§ **PASSAGE TO READ**
Psalm 37:4 - Get to Know God and Discover Your Desires Become His.

Psa. 37:4; Get to Know God and Discover Your Desires Become His.

Psa 37:4 (NIV)  Delight yourself in the LORD and he will give 
you the desires of your heart. 

Psa 37:4 (TEV)  Seek your happiness in the LORD, and he will 
give you your heart's desire. 


Security of Those Who Trust in the LORD, and Insecurity of the 

Psalm 37: In Praise of Trust. What are the characteristics and 
the benefits of trust in the LORD? This, one of the best-loved of 
the psalms, explains. [The 365-Day Devotional Commentary] 

If you were to pick two psalms to memorize, the first would 
probably be the 23rd. But the second surely would be this great psalm in 
praise of trust. 
No psalm has more comforting verses, more verses inviting 
lengthy meditation. No psalm has more verses that speak so directly to 
the human heart. 
Because of this, it's almost sacrilege to analyze this psalm: to 
break its thoughts apart, to look for similarities and themes. And 
yet, how much this psalm tells us about the nature, and about the 
benefits, of trust. 
If we seek to probe the nature of trust, we find in this psalm 
that trust is: 
Looking to God and doing good (v. 3).
Delighting in the LORD (v. 4).
Committing our way to the LORD (v. 5).
Not fretting when the wicked succeed (v. 7).
Refraining from anger and wrath (v. 8).
Being satisfied with little (v. 16).
Giving generously to others (v. 21).
Turning from evil to do good (v. 27).
Planting God's Law in our hearts (v. 31).
Waiting for the LORD (v. 34).
Keeping His way (v. 34).
Taking refuge in the LORD (v. 40).
Trust is in fact a way of life, the way of life we choose when 
we commit ourselves to the LORD. 
This same psalm reveals the outcome of trust. One who actively 
commits himself to the LORD can expect these benefits: 
To enjoy safe pastures (v. 3).

Entries from a data source:
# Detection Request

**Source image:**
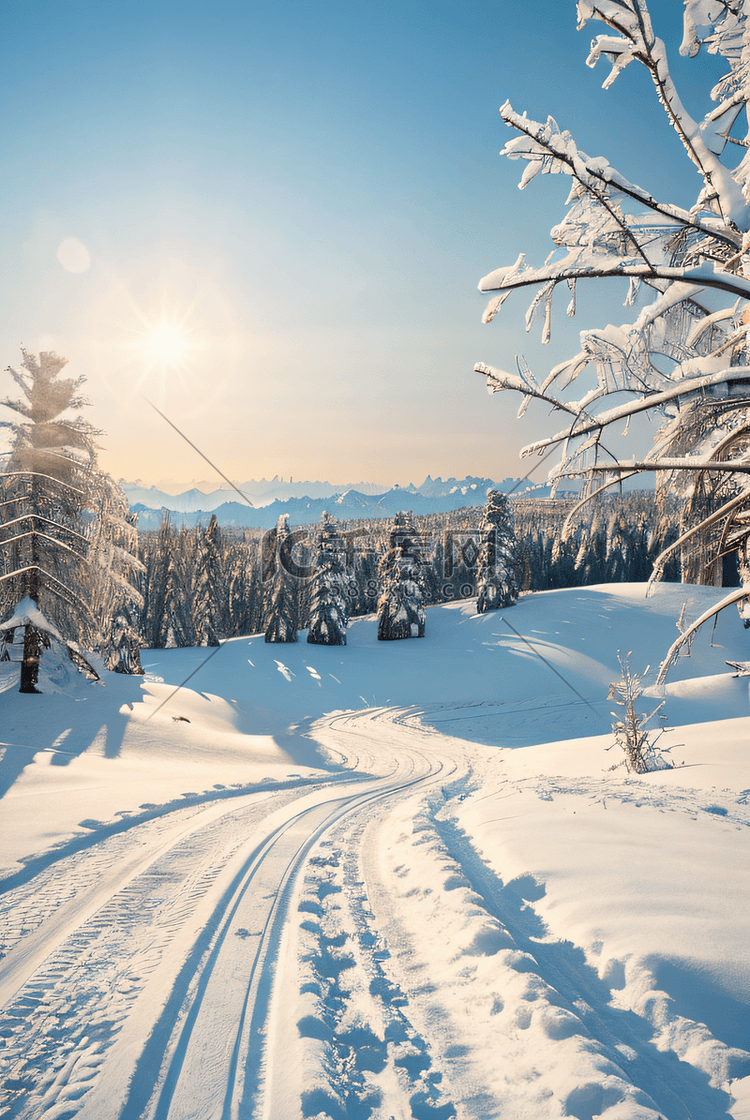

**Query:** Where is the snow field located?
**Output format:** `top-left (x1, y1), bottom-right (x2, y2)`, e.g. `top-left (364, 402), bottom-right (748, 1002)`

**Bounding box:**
top-left (0, 585), bottom-right (750, 1120)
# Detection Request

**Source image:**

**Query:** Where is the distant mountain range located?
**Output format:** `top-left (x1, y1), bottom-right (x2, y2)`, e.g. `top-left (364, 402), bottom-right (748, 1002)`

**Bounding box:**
top-left (123, 475), bottom-right (550, 530)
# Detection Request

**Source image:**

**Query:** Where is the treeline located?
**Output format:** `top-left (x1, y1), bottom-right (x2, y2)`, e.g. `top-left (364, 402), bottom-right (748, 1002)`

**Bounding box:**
top-left (139, 492), bottom-right (698, 648)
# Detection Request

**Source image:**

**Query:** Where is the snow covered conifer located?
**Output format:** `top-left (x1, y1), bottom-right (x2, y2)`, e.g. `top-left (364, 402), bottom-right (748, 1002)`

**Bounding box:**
top-left (377, 511), bottom-right (424, 642)
top-left (477, 489), bottom-right (518, 615)
top-left (193, 513), bottom-right (226, 646)
top-left (0, 351), bottom-right (139, 692)
top-left (265, 513), bottom-right (299, 642)
top-left (106, 604), bottom-right (143, 675)
top-left (308, 511), bottom-right (349, 645)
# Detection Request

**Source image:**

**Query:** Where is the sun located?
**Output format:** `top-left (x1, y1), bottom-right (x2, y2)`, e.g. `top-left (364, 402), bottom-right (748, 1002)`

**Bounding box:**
top-left (147, 323), bottom-right (189, 365)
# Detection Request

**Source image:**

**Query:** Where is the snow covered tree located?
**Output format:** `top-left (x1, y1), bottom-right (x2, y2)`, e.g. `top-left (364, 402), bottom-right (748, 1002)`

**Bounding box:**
top-left (308, 511), bottom-right (349, 645)
top-left (475, 0), bottom-right (750, 640)
top-left (377, 511), bottom-right (424, 642)
top-left (265, 513), bottom-right (299, 642)
top-left (0, 351), bottom-right (138, 692)
top-left (477, 489), bottom-right (518, 615)
top-left (193, 513), bottom-right (226, 646)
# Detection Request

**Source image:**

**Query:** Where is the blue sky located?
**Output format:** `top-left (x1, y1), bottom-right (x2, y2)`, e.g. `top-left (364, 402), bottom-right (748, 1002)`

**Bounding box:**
top-left (0, 0), bottom-right (719, 485)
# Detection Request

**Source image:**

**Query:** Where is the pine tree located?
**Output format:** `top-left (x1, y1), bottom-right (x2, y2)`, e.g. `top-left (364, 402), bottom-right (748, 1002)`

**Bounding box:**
top-left (193, 513), bottom-right (227, 646)
top-left (477, 489), bottom-right (518, 615)
top-left (265, 513), bottom-right (298, 642)
top-left (308, 511), bottom-right (349, 645)
top-left (377, 511), bottom-right (424, 642)
top-left (0, 351), bottom-right (138, 692)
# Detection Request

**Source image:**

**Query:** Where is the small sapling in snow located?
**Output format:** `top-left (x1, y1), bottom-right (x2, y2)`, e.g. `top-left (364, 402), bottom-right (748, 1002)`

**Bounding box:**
top-left (607, 653), bottom-right (674, 774)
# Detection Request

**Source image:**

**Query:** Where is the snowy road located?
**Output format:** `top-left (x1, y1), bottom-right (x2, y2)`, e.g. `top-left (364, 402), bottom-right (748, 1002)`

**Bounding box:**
top-left (0, 694), bottom-right (743, 1120)
top-left (0, 715), bottom-right (463, 1120)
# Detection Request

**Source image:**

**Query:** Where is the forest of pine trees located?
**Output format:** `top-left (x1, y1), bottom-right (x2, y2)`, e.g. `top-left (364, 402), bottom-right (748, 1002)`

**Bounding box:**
top-left (127, 492), bottom-right (711, 647)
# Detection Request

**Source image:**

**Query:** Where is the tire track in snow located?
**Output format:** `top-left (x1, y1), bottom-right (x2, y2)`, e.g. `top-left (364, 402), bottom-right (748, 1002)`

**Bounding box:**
top-left (0, 791), bottom-right (347, 1120)
top-left (126, 755), bottom-right (450, 1120)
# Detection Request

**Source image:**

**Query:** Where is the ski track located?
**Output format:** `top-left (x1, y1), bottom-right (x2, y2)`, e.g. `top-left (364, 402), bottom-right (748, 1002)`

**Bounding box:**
top-left (0, 709), bottom-right (748, 1120)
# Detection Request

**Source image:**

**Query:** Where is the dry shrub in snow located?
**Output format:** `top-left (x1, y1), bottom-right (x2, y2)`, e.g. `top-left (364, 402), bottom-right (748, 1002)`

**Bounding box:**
top-left (608, 653), bottom-right (674, 774)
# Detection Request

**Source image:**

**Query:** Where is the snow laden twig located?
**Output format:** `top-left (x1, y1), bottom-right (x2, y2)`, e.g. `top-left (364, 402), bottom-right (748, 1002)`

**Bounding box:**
top-left (475, 0), bottom-right (750, 613)
top-left (607, 653), bottom-right (674, 774)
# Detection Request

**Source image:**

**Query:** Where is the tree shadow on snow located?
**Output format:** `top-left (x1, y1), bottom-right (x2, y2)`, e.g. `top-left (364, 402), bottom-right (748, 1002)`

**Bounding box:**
top-left (0, 673), bottom-right (143, 797)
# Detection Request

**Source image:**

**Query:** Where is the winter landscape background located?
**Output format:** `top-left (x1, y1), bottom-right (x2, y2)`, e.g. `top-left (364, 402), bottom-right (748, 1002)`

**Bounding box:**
top-left (0, 0), bottom-right (750, 1120)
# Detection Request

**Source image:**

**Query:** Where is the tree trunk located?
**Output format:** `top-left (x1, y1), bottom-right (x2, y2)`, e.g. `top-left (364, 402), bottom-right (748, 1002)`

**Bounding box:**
top-left (18, 623), bottom-right (41, 692)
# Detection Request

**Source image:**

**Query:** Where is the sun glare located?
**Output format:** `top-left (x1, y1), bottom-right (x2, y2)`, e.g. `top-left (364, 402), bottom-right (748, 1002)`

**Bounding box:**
top-left (147, 323), bottom-right (188, 365)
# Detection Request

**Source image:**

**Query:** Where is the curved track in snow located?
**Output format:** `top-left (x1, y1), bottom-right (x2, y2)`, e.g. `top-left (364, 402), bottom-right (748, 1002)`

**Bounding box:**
top-left (0, 717), bottom-right (458, 1120)
top-left (0, 709), bottom-right (747, 1120)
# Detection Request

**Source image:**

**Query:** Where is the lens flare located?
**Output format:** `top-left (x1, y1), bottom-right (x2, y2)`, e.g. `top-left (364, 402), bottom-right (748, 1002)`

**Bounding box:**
top-left (147, 323), bottom-right (189, 365)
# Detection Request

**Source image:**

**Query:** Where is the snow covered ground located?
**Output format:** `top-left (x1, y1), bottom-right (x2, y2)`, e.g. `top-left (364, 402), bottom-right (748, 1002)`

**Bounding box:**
top-left (0, 585), bottom-right (750, 1120)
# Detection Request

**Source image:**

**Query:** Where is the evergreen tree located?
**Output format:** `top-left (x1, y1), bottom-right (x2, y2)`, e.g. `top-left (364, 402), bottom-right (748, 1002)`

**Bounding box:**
top-left (377, 511), bottom-right (424, 642)
top-left (0, 351), bottom-right (138, 692)
top-left (475, 0), bottom-right (750, 640)
top-left (193, 513), bottom-right (227, 646)
top-left (308, 511), bottom-right (349, 645)
top-left (265, 513), bottom-right (298, 642)
top-left (477, 489), bottom-right (518, 615)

§ **STATED PROBLEM A**
According to the commentary on Psalm 37, which psalm would probably be the first one to memorize?
§ **STATED PROBLEM B**
Resume the commentary on Psalm 37 from where it stops.
The entries are separate material, unrelated to the commentary on Psalm 37.

§ **FINAL ANSWER A**
The 23rd psalm.

§ **FINAL ANSWER B**
To receive the desires of his heart (v. 4).
To be vindicated (vv. 5-6).
To inherit the land (vv. 9, 22, 34).
To enjoy great peace (v. 11).
To be upheld by God (v. 17).
To gain an enduring inheritance (v. 18).
To enjoy plenty in days of famine (v. 19).
To be upheld by the LORD (v. 24).
To always live securely (v. 27).
To never be forsaken by God (v. 28).
To not slip (v. 31).
To see the wicked cut off (v. 34).
To have a future (v. 37).
To be helped and delivered by the LORD (v. 40).
The beauty of this psalm aside, its teaching is vital to our 
well-being. Only by an active trust in God, expressed in the choices made 
each day of our lives, can we experience the many benefits of a 
personal relationship with the LORD. [The 365-Day Devotional Commentary] 


Psalm 21:1 (KJV)  The king shall joy in thy strength, O Lord; 
and in thy salvation how greatly shall he rejoice!  

Neh. 8:10 (KJV)  Then he said unto them, Go your way, eat the 
fat, and drink the sweet, and send portions unto them for whom 
nothing is prepared: for this day is holy unto our Lord: neither be ye 
sorry; for the joy of the Lord is your strength.  

Psalm 145:19 (KJV)  He will fulfil the desire of them that fear 
him: he also will hear their cry, and will save them.  

Isaiah 58:14 (KJV)  Then shalt thou delight thyself in the Lord; 
and I will cause thee to ride upon the high places of the earth, and 
feed thee with the heritage of Jacob thy father: for the mouth of the 
Lord hath spoken it.  

Proverbs 16:3 (KJV)  Commit thy works unto the Lord, and thy 
thoughts shall be established.  

John 15:7 (KJV)  If ye abide in me, and my words abide in you, 
ye shall ask what ye will, and it shall be done unto you.  

John 15:16 (KJV)  Ye have not chosen me, but I have chosen you, 
and ordained you, that ye should go and bring forth fruit, and that 
your fruit should remain: that whatsoever ye shall ask of the Father 
in my name, he may give it you.  

1 John 5:14-15 (KJV)  And this is the confidence that we have in 
him, that, if we ask any thing according to his will, he heareth us: 
And if we know that he hear us, whatsoever we ask, we know that we 
have the petitions that we desired of him.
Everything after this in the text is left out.